=== PROBLEM DETAILS ===
Reproduce the records below with every occurrence of "photo" changed to "image" and everything else unchanged. Omit the pictures from your output.

=== RECORDS FOR PROCESSING ===
>> Begin
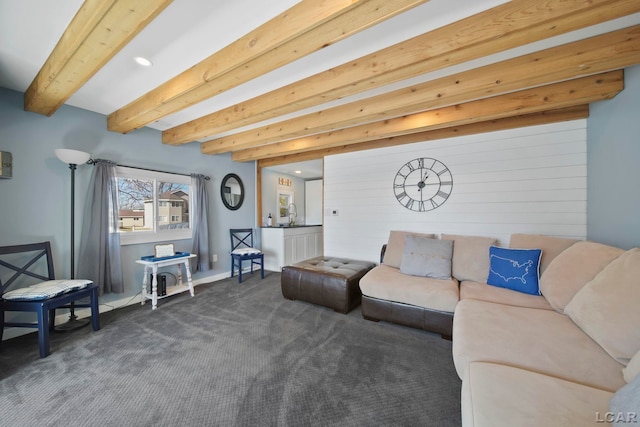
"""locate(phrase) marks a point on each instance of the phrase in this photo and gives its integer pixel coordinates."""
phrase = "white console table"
(152, 266)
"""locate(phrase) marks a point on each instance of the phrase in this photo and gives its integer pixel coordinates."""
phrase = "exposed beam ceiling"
(98, 31)
(503, 27)
(590, 56)
(547, 116)
(499, 65)
(307, 27)
(565, 94)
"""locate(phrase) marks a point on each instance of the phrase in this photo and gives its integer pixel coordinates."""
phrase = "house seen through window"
(153, 206)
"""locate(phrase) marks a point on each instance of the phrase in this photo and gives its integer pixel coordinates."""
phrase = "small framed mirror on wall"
(232, 191)
(285, 201)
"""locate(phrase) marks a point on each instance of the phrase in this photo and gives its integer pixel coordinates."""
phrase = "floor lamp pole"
(73, 322)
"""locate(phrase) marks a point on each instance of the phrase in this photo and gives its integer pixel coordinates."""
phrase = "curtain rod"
(91, 161)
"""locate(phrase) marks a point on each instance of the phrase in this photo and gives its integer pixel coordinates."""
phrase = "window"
(153, 206)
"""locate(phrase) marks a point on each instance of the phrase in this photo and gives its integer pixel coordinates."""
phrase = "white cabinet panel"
(285, 246)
>> End
=== EXERCISE ANSWER ===
"""locate(phrase) marks a point on each instance of the phrase in this image and gives its integer pixel coordinates."""
phrase = "white console table"
(152, 266)
"""locate(phrase) marks a point on each instance of the phrase in this image and gives its integer pixel coordinates."""
phrase = "exposed beam ceiling"
(98, 31)
(503, 27)
(590, 56)
(547, 116)
(499, 65)
(307, 27)
(565, 94)
"""locate(phrase) marks a point on each instance of the phrase in this image and gives its integer pixel coordinates."""
phrase = "house seen through window"
(153, 206)
"""locate(phrase) marks a point on each instance of the phrase in this image and gives its integer pixel coordinates."""
phrase = "small framed mirror on wall"
(232, 191)
(285, 201)
"""locate(phrase) marks a point on each instance of the phrase in this image and gives its integer pixel coordinates."""
phrase = "floor lamp pole"
(73, 322)
"""locate(phrase) marks a point on each instance of the phrase in this image and gives its integer pixel coordinates."""
phrase = "curtain rod"
(91, 161)
"""locate(phrase) marks a point on each instance of the phrase in this image and gives its integer pixel coordinates."""
phrase = "window"
(153, 206)
"""locate(phrase) marks a point on each instance of the phrase in this image and gives its integer pixel coordinates."""
phrase = "white cabinet panel"
(285, 246)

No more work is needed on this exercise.